## [Text for analysis]
Could a human-designed super shrimp help prevent a disease the affects over 250 million people?

The super shrimp (Photo Credit: Dr. Eli Aflalo)

Could single-sex prawns serve the triple goal of alleviating poverty, protecting the environment and reducing disease?

BGU researchers Prof. Amir Sagi, who also serves as a member of the National Institute for Biotechnology in the Negev (NIBN) and his PhD student Tom Levy, say they may just have developed a monosex prawn that could make the winning trifecta possible.

In a groundbreaking study published last week in Scientific Reports, part of the Nature group, a research group headed by Prof. Sagi outline the development of male Macrobrachium rosenbergii with two female sex chromosomes but that lack the masculine sex chromosome – a so-called “super shrimp” that only produces female offspring. The emergence of an all-female population, developed together with the R&D team of Enzootic, a startup company specializing in all-female monosex aquaculture biotechnologies, could both increase aquaculture yields as well as serve as a natural agent to prevent the spread of harmful, water-bound parasites.

“We were able to achieve the monosex population without the use of hormones or genetic modifications and thus address both agricultural considerations, which favors monosex populations and ecological concerns. Prawns serve as efficient biocontrol agents against parasite carrying snails and since we can now use monosex prawns, which do not reproduce, it reduces the hazard of prawns becoming an invasive species” says Levy.

BGU partners with the “Espoir Pour La Santé” (EPLS) Biomedical Research Centre, a non-profit Senegalese medical research organization, which focuses its research on tropical infectious diseases that occur frequently in the sub-Saharan countries, including bilharzia and malaria?.

The publication comes on the heels of a study published in July in Nature Sustainability showing that freshwater prawn species serve as a biocontrol agent by preying on aquatic snail species that serve as intermediate hosts of the parasite that causes schistosomiasis in sub-Saharan Africa. In this study Prof. Sagi and Dr. Amit Savaya of BGU joined forces with a large team of researchers around the world headed by Prof. Giulio De Leo of Stanford University to outline control strategies drawing on both prawn aquaculture to reduce intermediate host snail populations and mass drug administration to treat infected individuals. Integrating both methods is found to be superior to either one alone.

“With monosex prawns at profit-maximizing densities, the prawns substantially reduce intermediate host snail populations and aid schistosomiasis control efforts. Integrated aquaculture-based interventions can be a win–win strategy in terms of health and sustainable development in schistosomiasis endemic regions of the world,” says Prof. Sagi.

Schistosomiasis is an acute and chronic disease caused by parasitic worms that can result in severe abdominal pain, diarrhea, and blood in the stool. In women, urogenital schistosomiasis may present with genital lesions, vaginal bleeding, pain during sexual intercourse, and nodules in the vulva. In men, urogenital schistosomiasis can induce pathology of the seminal vesicles, prostate, and other organs.

The World Health Organization estimates that at least 220.8 million people each year require preventive treatment for the disease.

## [Source information]
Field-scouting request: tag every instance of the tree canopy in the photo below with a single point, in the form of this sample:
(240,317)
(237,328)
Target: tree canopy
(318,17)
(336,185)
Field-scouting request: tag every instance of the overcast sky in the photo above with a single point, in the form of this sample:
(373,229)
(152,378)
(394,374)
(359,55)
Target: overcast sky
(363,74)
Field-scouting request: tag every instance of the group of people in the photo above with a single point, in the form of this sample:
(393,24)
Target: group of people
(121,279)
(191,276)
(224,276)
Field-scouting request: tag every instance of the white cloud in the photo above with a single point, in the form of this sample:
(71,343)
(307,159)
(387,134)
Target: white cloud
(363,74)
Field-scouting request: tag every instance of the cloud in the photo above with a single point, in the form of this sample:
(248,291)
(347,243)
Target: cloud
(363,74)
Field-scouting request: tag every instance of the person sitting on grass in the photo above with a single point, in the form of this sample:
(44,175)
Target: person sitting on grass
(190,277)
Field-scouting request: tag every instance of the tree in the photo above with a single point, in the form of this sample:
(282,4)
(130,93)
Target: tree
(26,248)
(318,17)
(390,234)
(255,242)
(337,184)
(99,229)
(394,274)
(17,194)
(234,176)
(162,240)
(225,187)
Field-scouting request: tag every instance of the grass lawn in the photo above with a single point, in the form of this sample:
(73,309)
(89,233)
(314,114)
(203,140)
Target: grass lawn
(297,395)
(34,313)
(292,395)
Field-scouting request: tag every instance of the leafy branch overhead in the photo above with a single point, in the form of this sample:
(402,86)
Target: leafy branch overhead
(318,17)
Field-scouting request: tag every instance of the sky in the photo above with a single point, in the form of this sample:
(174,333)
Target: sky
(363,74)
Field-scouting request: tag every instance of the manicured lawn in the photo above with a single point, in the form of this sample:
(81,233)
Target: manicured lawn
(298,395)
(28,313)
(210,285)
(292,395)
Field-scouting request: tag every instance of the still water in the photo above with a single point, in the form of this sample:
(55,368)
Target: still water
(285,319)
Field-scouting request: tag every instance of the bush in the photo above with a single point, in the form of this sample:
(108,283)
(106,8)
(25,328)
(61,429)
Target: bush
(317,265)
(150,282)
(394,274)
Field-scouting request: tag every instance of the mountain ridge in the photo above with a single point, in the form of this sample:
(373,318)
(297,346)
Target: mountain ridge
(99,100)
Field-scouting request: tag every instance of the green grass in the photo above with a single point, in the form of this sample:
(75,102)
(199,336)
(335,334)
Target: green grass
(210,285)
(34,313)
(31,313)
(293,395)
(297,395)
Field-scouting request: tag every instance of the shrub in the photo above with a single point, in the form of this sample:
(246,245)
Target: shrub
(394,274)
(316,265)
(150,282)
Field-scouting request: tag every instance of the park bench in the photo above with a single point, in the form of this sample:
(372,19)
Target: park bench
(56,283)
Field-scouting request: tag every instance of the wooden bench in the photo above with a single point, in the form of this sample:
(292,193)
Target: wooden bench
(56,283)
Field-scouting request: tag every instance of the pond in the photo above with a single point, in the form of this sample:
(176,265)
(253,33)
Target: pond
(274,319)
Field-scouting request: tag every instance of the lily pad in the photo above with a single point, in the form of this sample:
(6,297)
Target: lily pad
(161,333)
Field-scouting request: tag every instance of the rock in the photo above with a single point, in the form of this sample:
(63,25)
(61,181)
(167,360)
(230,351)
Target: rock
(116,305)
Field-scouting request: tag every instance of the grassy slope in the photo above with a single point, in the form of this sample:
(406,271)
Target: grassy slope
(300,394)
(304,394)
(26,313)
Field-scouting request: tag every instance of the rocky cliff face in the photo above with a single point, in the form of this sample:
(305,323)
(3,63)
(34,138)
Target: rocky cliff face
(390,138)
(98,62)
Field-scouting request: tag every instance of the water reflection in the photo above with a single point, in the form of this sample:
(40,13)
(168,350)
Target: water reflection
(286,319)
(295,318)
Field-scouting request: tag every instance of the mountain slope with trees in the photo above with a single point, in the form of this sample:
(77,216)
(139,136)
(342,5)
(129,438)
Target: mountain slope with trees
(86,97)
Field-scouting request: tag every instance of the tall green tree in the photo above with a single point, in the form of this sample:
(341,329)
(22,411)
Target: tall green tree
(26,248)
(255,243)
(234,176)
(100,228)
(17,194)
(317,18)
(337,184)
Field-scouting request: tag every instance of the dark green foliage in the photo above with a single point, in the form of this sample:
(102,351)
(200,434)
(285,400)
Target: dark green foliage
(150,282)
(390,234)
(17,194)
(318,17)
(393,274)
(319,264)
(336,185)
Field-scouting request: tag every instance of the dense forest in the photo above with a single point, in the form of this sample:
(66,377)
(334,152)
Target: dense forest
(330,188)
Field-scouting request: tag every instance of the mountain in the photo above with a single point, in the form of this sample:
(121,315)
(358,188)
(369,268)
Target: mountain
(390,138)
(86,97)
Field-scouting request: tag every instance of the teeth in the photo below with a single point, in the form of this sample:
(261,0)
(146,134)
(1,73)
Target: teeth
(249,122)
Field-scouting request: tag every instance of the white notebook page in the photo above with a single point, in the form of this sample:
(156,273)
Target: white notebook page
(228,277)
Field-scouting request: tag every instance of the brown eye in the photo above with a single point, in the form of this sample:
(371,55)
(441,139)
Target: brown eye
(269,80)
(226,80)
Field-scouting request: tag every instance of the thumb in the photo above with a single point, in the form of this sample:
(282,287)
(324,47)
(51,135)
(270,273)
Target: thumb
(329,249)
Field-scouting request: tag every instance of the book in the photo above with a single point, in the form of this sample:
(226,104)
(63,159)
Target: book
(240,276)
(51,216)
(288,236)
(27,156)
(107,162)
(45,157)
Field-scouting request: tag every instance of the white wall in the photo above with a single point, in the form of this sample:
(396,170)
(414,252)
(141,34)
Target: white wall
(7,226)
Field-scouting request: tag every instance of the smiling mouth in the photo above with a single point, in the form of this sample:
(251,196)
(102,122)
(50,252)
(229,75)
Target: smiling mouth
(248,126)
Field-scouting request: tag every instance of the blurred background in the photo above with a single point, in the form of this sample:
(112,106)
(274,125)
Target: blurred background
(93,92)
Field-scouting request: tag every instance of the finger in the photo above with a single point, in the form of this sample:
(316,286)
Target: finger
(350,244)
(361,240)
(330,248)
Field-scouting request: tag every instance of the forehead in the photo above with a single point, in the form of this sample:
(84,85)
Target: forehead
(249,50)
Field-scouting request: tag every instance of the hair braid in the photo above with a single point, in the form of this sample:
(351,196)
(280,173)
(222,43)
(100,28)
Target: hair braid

## [Instructions]
**A.** According to the super shrimp article, which startup company's R&D team helped develop the all-female population?
**B.** From the super shrimp article, reproduce the passage that begins at the words "Schistosomiasis is an" and stops after "and other organs.".

## [Solutions in order]
**A.** Enzootic, a startup specializing in all-female monosex aquaculture biotechnologies.

**B.**
Schistosomiasis is an acute and chronic disease caused by parasitic worms that can result in severe abdominal pain, diarrhea, and blood in the stool. In women, urogenital schistosomiasis may present with genital lesions, vaginal bleeding, pain during sexual intercourse, and nodules in the vulva. In men, urogenital schistosomiasis can induce pathology of the seminal vesicles, prostate, and other organs.